• _Task to carry out_:
Repeat verbatim the part of the listing below that begins with the line containing "Find the gray" and runs through the line containing "[(179, 80)]", both of those lines included.

• _Information shown_:
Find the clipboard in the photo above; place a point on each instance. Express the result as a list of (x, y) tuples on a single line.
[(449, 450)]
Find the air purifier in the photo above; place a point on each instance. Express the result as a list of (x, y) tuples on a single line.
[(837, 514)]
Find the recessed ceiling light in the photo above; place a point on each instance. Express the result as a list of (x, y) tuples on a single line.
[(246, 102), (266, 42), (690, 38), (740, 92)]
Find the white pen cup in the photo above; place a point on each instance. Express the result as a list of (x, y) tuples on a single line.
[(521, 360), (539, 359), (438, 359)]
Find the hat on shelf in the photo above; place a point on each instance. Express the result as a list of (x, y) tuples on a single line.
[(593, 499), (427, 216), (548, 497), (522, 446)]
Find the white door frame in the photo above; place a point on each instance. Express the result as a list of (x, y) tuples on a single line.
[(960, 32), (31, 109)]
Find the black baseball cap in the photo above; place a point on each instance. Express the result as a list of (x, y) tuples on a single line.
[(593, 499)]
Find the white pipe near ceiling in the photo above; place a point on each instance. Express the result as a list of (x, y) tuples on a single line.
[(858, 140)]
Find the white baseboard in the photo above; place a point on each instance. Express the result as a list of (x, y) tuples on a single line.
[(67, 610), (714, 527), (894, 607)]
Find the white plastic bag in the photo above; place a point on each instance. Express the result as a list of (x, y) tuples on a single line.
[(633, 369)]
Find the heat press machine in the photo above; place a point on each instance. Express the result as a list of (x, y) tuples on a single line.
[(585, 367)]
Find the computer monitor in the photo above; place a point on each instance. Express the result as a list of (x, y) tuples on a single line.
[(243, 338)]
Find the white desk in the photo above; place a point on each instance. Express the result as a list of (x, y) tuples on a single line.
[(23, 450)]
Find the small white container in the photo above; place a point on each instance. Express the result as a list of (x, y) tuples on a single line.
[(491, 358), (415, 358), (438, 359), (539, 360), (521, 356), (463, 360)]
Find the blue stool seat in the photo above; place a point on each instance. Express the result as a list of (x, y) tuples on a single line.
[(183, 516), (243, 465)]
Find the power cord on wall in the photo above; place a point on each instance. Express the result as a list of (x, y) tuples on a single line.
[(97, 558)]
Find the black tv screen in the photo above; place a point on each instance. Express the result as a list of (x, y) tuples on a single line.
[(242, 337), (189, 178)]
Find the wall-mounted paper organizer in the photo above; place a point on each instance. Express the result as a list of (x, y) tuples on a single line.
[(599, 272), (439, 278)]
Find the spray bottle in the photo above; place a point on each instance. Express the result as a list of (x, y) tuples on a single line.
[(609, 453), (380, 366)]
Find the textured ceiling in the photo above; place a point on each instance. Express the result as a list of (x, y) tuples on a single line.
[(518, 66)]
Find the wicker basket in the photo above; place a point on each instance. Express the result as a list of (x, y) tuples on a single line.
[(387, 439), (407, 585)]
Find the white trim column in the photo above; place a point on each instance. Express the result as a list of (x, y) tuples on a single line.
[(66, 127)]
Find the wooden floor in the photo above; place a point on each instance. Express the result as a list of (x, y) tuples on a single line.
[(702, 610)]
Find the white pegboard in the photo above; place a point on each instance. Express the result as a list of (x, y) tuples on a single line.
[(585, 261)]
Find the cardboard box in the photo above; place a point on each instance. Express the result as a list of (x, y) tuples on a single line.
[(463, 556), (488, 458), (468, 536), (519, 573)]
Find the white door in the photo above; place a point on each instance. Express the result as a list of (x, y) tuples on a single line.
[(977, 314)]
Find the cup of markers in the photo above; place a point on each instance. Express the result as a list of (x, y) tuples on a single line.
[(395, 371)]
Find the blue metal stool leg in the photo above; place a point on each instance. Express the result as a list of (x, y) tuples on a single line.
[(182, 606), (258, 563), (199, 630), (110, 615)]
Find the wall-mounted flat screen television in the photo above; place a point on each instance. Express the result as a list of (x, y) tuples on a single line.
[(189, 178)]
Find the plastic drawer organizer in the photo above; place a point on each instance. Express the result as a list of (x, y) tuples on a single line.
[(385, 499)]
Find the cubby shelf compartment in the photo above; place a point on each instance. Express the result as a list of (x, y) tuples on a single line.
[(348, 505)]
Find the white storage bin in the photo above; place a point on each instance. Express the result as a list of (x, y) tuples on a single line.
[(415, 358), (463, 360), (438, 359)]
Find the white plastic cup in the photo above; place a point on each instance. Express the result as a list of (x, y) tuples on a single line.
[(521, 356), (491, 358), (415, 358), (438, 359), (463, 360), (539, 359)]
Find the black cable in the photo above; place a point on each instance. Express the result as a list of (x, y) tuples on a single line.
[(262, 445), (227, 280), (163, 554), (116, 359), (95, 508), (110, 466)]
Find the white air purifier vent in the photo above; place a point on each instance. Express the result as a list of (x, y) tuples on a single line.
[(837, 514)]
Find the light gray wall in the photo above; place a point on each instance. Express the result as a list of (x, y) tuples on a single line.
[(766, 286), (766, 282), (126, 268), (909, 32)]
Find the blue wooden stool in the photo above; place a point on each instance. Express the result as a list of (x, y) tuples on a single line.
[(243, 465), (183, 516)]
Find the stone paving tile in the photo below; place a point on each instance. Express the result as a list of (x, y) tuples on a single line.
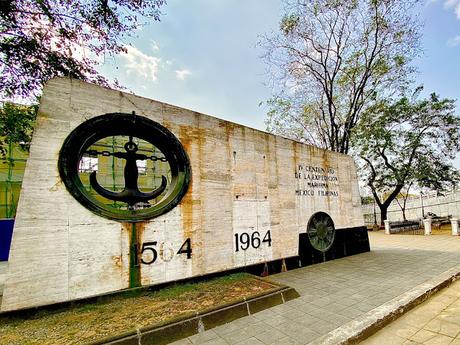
[(202, 338), (336, 292), (436, 321)]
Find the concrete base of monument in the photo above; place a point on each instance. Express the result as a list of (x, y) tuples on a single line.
[(184, 327), (347, 242)]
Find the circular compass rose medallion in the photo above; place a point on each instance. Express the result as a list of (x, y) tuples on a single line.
[(124, 167), (321, 231)]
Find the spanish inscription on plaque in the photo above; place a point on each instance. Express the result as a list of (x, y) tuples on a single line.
[(109, 191), (316, 181)]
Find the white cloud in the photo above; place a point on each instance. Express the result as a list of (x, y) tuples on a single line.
[(453, 4), (454, 41), (182, 74), (450, 3), (141, 64), (155, 46)]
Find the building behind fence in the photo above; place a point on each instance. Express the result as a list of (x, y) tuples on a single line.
[(417, 206)]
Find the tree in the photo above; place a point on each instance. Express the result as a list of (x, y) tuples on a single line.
[(331, 59), (16, 127), (46, 38), (408, 142)]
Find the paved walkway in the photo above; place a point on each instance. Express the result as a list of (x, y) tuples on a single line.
[(436, 321), (337, 292)]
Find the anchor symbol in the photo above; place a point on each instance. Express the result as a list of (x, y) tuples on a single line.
[(131, 193)]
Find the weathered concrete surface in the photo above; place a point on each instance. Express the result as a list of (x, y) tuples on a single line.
[(243, 180), (342, 298)]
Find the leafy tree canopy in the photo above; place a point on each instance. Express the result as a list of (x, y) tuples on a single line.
[(408, 142), (42, 39), (331, 59)]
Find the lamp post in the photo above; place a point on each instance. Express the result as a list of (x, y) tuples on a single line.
[(421, 202), (375, 214)]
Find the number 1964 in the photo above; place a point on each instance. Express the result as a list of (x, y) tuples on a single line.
[(243, 241)]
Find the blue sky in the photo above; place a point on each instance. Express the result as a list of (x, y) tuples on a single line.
[(203, 56)]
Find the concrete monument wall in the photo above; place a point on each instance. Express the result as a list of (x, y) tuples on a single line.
[(243, 181)]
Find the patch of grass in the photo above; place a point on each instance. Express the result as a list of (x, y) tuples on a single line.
[(88, 322)]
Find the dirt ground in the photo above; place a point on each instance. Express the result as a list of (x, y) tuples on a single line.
[(92, 321)]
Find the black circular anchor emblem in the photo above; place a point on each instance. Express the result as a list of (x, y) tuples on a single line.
[(134, 144)]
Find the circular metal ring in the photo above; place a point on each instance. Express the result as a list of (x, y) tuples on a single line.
[(122, 124), (321, 231)]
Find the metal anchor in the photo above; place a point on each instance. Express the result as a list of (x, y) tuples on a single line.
[(131, 193)]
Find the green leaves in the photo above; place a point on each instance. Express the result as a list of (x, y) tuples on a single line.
[(405, 142), (16, 126)]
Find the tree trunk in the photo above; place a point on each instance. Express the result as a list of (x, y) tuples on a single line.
[(383, 213), (404, 213)]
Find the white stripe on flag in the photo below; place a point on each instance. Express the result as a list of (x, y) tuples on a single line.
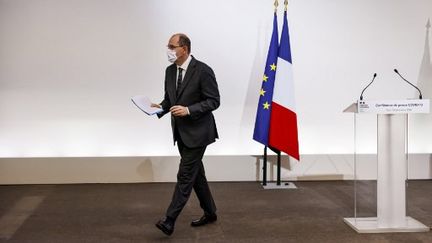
[(283, 93)]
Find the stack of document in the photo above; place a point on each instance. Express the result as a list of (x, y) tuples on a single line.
[(144, 103)]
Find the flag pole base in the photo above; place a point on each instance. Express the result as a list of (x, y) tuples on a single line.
[(283, 185)]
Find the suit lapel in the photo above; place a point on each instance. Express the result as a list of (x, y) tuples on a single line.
[(189, 73)]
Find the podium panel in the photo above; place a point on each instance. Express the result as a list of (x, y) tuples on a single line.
[(392, 164)]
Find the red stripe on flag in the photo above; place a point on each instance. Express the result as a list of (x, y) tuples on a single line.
[(283, 130)]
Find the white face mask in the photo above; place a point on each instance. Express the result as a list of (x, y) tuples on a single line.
[(172, 57)]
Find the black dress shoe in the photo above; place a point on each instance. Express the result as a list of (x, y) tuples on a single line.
[(206, 219), (165, 226)]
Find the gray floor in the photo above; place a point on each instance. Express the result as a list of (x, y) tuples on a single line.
[(127, 212)]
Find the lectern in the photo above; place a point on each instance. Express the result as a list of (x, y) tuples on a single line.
[(392, 130)]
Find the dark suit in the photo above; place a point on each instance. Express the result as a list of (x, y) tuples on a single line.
[(199, 92)]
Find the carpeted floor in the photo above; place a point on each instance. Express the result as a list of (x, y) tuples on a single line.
[(247, 213)]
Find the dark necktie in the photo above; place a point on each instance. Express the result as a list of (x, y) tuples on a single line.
[(179, 80)]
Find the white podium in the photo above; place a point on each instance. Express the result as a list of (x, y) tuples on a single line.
[(392, 130)]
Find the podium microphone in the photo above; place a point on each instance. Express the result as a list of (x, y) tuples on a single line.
[(420, 96), (361, 95)]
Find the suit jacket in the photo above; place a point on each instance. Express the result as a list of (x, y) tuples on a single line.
[(199, 92)]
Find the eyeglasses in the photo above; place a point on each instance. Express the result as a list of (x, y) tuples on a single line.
[(172, 47)]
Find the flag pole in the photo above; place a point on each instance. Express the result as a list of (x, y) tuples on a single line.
[(265, 167), (276, 4)]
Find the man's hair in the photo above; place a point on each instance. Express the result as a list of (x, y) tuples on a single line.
[(184, 41)]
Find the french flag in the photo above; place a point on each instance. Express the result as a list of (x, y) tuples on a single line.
[(283, 133)]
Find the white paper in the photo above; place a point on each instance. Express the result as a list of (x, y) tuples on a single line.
[(144, 103)]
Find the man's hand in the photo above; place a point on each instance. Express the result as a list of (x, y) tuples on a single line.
[(179, 110)]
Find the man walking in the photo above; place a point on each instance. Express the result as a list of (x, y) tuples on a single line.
[(191, 94)]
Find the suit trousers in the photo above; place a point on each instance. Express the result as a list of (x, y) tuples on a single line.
[(191, 175)]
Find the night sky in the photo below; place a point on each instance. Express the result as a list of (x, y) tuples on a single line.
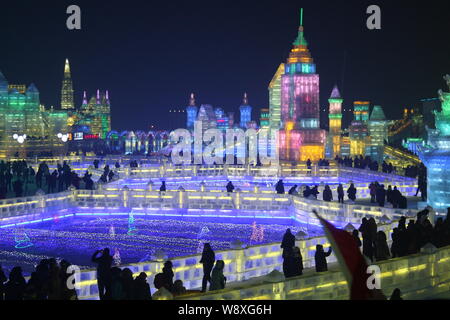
[(151, 54)]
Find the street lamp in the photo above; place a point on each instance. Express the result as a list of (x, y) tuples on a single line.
[(20, 138), (63, 137)]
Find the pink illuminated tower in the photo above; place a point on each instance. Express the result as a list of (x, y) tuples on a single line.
[(301, 138)]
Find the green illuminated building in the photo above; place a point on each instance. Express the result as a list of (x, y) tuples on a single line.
[(96, 114), (378, 133), (26, 128), (67, 102)]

• _Right answer_:
Find the gray floor in the photo above; place a point on each instance. Express the result as a list of (x, y) tuples on a single line.
[(127, 212)]
Find the lectern in the photo above; place a point on each instance. Express the result as a list of (x, y) tuples on a single line.
[(392, 130)]
Find the dark suit in the photo above; place a point on each instance. Express the result as a list of (x, y) tuples on a single line.
[(199, 92)]
Find the carpeted floor in the photo above; place a point on each instance. Express the result as a list of (x, y) tuples on a single line.
[(247, 213)]
Find the dark necktie in the photo above; place a point on each instance. Express the result as a list of (x, y) tuples on a single line.
[(179, 80)]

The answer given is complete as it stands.